◆ Work instruction A ◆
In the sermon excerpt on love and duty, what are the answers to these?
(i) How long did the speaker work for the company that made data backup drives?
(ii) In what city did the speaker work as a youth pastor?
(iii) What does the second paragraph say Christ came to complete?
◆ Work instruction B ◆
Does each statement agree with the sermon excerpt on love and duty? Answer yes or no and quote the deciding words.
(i) As an engineer, the speaker got extra pay for overtime.
(ii) As a youth pastor, the speaker was mainly motivated by love.
(iii) Sinful human beings are described as driven by self-love only.
◆ Work instruction C ◆
Can you extend the sermon excerpt on love and duty, picking up right after its last sentence?

◆ Text block ◆
********

ATTN: Before I became a pastor, I was an engineer. Immediately after college, I worked two years for a small company that produced data backup drives for computers. I worked 40 hours a week, and I had the weekends free. I rarely worked more than 40 hours a week because I was being paid a salary and I wasn’t getting paid more for overtime. So, 8 o’clock I clocked in, 5 o’clock I clocked out. 8 hours a day, 40 hours a week. No more. Fast-forward 6 years, and now I was working as a youth pastor in Tacoma. I clocked in at 6 am and didn’t clock out until 8 or 9 or even 11 pm on some days. Easily working 80, 90 hours a week. Was I getting paid more? No! Then why would I work so much? Because as an engineer, my main motivation was duty. But as a youth pastor, my main motivation was love. When you do what you love, no one has to tell you do the work. I think most of us understand this.
Last week, we said that Christ came to complete the original intent of the law. And that was such that human beings would love and respect one another and live in harmony. If we were motivated by love, then we would be civil to one another. We would not harm, take advantage of, or be jealous of one another. But since we are sinful human beings, we were selfish, and driven by self-love only, we broke not only the spirit of the law which is love, but also the minimal duties of the law. So, there is murder, adultery, stealing, lying, etc. How do you change people so that they will be driven by love rather than duty? How do you get their hearts to change so that rather than meeting the minimal requirements of the law, they would go above and beyond and treat one another with kindness and self-sacrifice such that we would not need any laws?

********

◆ Provided information ◆

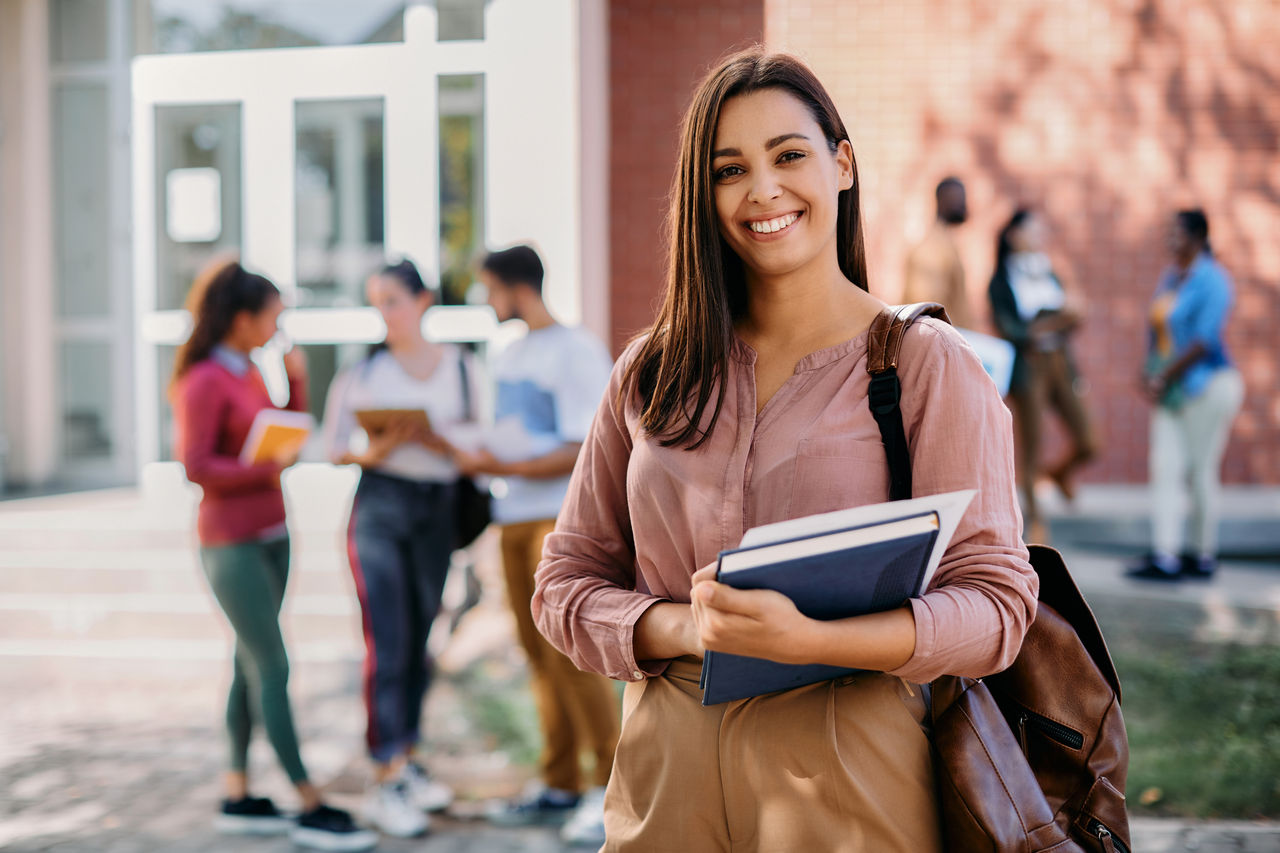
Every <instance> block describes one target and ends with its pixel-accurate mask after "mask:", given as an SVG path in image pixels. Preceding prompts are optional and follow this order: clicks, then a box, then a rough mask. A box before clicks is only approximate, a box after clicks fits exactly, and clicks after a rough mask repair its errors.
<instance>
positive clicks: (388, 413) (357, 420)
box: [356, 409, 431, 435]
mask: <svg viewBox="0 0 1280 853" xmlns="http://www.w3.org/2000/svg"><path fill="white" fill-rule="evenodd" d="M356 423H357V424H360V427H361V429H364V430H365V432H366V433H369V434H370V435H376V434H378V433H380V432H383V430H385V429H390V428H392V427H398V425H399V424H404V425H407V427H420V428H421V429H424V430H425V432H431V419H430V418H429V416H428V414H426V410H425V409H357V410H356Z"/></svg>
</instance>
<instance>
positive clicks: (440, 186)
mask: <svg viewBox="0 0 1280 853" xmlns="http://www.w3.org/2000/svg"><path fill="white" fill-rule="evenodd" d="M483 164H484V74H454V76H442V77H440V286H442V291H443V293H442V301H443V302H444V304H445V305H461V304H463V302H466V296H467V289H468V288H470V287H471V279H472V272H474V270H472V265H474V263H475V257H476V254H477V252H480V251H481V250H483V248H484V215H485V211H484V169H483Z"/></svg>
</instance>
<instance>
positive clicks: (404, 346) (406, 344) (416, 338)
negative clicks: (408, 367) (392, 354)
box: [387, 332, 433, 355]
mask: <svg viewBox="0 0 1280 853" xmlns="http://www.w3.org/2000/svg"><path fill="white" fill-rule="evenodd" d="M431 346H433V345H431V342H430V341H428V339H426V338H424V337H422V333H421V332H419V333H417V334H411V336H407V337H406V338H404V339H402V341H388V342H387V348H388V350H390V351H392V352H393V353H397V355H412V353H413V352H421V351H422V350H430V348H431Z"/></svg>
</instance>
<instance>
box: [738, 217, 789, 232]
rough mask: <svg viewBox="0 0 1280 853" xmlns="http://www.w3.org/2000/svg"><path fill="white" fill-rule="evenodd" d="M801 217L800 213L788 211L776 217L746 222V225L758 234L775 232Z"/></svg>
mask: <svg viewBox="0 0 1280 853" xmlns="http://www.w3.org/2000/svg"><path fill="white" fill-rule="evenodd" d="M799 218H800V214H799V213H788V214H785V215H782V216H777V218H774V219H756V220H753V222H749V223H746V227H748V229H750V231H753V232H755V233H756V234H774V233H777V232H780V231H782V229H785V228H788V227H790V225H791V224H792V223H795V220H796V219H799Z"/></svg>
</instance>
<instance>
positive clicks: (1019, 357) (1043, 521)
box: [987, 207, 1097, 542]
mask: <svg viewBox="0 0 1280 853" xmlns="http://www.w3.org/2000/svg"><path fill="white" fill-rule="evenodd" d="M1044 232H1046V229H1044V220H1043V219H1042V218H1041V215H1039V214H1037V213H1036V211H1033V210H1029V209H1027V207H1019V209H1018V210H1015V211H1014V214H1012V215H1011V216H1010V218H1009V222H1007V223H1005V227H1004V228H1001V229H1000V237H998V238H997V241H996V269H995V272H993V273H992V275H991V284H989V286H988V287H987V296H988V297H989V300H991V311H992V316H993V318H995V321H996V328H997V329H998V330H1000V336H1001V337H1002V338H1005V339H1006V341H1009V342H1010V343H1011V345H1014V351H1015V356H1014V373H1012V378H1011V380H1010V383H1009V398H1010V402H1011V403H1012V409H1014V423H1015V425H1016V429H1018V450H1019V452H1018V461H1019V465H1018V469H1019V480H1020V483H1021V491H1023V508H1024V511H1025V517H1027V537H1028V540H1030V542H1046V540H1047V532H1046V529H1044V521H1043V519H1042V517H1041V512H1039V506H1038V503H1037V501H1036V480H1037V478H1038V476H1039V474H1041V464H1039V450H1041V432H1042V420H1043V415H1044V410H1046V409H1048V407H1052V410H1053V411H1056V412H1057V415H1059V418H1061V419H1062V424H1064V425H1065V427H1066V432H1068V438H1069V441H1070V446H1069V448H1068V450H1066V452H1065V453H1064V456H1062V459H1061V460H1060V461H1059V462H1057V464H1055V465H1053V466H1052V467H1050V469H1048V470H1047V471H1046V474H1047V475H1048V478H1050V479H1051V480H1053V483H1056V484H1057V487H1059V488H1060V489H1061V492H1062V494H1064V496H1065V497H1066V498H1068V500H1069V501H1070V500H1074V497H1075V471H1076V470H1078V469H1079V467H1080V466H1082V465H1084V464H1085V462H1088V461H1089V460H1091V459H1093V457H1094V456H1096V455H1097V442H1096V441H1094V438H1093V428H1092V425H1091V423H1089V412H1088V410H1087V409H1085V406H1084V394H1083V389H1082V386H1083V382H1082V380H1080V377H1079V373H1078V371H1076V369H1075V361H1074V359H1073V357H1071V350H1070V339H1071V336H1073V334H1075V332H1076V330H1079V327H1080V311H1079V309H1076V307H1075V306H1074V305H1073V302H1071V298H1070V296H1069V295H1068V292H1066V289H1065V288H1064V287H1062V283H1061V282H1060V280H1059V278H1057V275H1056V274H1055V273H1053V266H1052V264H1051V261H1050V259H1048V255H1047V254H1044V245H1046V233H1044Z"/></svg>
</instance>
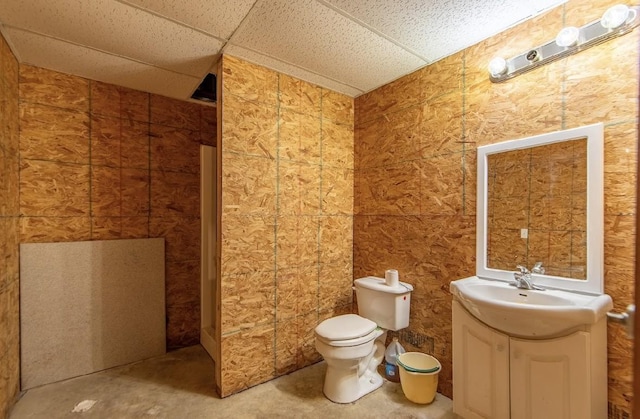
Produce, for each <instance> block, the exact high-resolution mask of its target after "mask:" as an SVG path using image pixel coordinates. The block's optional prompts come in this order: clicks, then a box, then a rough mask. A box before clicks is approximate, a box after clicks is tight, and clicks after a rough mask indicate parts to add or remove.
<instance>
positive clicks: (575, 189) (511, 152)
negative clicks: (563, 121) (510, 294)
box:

********

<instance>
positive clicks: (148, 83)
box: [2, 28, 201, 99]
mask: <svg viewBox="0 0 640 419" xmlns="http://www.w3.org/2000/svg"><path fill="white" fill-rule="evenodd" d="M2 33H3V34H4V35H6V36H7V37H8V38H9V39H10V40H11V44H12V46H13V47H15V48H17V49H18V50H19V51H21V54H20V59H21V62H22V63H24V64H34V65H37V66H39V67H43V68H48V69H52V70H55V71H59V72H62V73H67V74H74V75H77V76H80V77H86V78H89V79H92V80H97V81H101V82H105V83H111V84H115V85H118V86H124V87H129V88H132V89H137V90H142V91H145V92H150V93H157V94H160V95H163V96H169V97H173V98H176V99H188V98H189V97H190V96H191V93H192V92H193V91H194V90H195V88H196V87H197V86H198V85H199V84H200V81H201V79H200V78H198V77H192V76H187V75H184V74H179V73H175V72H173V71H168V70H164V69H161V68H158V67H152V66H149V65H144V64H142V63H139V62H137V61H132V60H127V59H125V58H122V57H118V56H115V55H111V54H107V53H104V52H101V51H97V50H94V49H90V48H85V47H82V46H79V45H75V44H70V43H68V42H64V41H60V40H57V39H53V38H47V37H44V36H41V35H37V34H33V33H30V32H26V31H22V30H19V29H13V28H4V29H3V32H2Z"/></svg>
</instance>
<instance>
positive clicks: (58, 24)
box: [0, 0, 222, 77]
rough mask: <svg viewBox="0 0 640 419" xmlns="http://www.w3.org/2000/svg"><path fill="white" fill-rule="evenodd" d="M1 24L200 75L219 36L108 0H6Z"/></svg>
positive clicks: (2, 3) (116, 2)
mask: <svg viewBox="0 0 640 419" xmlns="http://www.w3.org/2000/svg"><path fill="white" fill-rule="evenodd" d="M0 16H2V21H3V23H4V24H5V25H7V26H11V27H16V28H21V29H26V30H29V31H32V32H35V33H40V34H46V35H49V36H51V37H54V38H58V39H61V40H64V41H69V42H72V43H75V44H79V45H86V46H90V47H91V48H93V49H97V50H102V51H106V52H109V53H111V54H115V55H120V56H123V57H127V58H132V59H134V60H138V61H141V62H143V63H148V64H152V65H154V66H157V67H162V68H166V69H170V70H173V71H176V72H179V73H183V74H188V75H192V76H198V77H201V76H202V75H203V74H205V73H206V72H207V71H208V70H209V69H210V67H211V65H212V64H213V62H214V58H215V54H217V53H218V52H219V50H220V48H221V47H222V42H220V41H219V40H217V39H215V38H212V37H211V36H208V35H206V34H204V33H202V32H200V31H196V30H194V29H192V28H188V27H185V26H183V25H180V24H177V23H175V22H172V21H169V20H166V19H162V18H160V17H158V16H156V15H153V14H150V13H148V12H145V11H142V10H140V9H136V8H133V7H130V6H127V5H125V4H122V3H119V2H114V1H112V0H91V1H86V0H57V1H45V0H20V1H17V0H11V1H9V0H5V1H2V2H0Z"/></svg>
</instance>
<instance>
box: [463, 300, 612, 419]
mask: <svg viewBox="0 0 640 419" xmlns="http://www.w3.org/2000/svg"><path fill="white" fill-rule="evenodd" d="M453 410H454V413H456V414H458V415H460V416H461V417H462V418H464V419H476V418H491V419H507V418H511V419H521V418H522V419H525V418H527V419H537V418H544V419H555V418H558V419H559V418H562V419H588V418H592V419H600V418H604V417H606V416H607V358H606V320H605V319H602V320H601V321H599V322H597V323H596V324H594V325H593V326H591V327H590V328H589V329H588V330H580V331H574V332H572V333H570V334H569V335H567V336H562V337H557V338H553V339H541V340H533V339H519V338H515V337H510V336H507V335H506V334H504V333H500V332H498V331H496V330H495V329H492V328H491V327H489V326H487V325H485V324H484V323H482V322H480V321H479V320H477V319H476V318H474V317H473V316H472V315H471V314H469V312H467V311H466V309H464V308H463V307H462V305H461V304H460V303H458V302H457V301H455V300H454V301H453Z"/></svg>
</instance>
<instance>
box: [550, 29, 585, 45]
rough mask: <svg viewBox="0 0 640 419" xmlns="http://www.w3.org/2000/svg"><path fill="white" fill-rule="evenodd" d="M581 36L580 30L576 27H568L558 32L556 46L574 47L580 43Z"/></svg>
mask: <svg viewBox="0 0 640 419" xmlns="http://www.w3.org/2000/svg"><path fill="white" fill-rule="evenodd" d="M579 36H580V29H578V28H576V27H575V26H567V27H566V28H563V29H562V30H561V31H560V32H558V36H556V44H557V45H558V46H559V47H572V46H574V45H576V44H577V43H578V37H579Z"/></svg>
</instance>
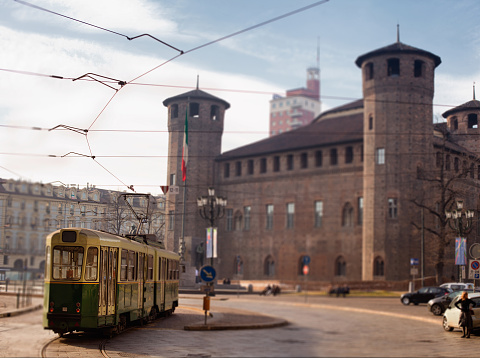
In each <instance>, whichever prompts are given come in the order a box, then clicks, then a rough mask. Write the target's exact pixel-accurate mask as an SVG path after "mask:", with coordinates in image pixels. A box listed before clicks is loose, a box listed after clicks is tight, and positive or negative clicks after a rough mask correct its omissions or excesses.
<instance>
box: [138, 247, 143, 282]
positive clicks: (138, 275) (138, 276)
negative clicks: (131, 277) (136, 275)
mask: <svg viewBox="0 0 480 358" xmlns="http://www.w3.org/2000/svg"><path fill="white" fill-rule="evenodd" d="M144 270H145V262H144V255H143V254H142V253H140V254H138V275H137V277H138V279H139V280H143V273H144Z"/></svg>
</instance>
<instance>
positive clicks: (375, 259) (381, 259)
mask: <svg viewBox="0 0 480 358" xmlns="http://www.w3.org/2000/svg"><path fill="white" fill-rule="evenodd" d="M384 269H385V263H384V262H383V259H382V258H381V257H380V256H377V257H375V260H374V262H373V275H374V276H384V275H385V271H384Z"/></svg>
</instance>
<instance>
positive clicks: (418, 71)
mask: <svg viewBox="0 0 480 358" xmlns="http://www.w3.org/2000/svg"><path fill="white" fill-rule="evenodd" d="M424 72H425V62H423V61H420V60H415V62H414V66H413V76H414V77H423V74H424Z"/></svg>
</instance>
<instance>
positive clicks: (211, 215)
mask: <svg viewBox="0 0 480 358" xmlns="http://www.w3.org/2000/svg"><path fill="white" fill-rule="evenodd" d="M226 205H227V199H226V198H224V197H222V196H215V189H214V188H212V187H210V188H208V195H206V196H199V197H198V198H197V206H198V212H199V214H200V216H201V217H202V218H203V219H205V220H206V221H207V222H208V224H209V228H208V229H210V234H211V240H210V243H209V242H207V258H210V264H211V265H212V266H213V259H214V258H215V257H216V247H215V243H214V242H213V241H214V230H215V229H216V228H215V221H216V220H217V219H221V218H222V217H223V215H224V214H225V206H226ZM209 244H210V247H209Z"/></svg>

********

◆ Response A ◆
(i) Two years.
(ii) Tacoma.
(iii) The original intent of the law.

◆ Response B ◆
(i) No: "I wasn’t getting paid more for overtime."
(ii) Yes: "But as a youth pastor, my main motivation was love."
(iii) Yes: "driven by self-love only"

◆ Response C ◆
That is what Christ came to do – to change our hearts. He came not only to show an example of supreme love, but also to usher in a new kingdom, with new people with new hearts to fill that kingdom. So, being a Christian isn’t about having new behaviors, but it’s about having new hearts. Our new behaviors come from having new hearts. We go from being a dutiful daycare worker to a loving parent. We go from a dutiful engineer to a loving pastor. We go from a dutiful church-goer to excited and loving worshippers. Duty to love. That is how our righteousness can exceed that of the scribes and Pharisees. They were focused on being dutiful. They were very meticulous in carrying out their duties. But there was no love in it. Their law keeping was like a beautiful Rolls Royce without an engine! Looked great on the outside but missing a soul.
TRANS: The next 6 or 7 paragraphs that Jesus addresses are examples of what having love will look like in our lives. He shows what having love will do to: anger, lust, divorce, taking oaths, retaliation, dealing with enemies, and helping the poor. Today, we focus on anger. How does a person who belong to the kingdom by way of love deal with this issue of anger? What does it look like?
- What doesn’t fit in the kingdom of heaven?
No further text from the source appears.